◆ YOUR OBJECTIVE:
Restate word for word the entries below, starting with the line with "Write each point like x=177, y=18." and continuing through the line with "Write each point like x=318, y=237.". Include both of those lines and no others.

[Dataset entries]
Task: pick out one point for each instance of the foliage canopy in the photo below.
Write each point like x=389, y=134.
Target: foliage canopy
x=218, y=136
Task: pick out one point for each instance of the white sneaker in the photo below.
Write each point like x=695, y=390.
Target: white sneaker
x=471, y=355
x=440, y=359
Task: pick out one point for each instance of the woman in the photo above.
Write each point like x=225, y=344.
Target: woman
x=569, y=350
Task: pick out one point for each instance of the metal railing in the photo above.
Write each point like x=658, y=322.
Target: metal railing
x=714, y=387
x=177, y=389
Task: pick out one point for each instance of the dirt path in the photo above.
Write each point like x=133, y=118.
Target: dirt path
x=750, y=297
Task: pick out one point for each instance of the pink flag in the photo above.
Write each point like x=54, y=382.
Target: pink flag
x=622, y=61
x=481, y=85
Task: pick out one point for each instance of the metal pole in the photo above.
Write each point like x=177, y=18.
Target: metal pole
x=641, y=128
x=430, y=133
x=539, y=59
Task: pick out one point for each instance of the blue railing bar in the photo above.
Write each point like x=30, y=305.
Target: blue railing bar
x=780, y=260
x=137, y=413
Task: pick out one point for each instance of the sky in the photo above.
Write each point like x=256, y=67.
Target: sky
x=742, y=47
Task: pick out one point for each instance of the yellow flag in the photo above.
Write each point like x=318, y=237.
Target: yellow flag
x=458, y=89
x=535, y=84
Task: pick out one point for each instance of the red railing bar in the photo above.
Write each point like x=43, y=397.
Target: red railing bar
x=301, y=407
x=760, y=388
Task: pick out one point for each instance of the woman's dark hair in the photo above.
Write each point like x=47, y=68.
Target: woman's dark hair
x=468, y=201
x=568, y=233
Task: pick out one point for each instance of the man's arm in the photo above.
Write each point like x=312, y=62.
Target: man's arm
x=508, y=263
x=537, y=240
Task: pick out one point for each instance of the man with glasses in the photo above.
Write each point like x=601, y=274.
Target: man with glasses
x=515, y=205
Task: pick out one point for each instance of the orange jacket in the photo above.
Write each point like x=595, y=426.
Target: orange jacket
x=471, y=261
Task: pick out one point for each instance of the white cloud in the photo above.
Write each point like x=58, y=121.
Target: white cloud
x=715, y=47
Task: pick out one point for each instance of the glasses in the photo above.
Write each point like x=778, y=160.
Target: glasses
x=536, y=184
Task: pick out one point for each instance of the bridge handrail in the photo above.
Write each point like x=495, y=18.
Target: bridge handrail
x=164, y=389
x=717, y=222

◆ COMPLETED EXERCISE:
Write each point like x=177, y=18.
Target: metal pole
x=641, y=128
x=430, y=133
x=539, y=59
Task: pick out one point for each instance of the blue railing bar in the photo above.
Write each point like x=30, y=305.
Target: blue railing bar
x=780, y=260
x=137, y=413
Task: pick out one point for each instance of the sky in the photo above.
Write each point like x=256, y=67.
Target: sky
x=742, y=47
Task: pick out one point for each instance of the yellow flag in the photo above.
Write each point like x=318, y=237.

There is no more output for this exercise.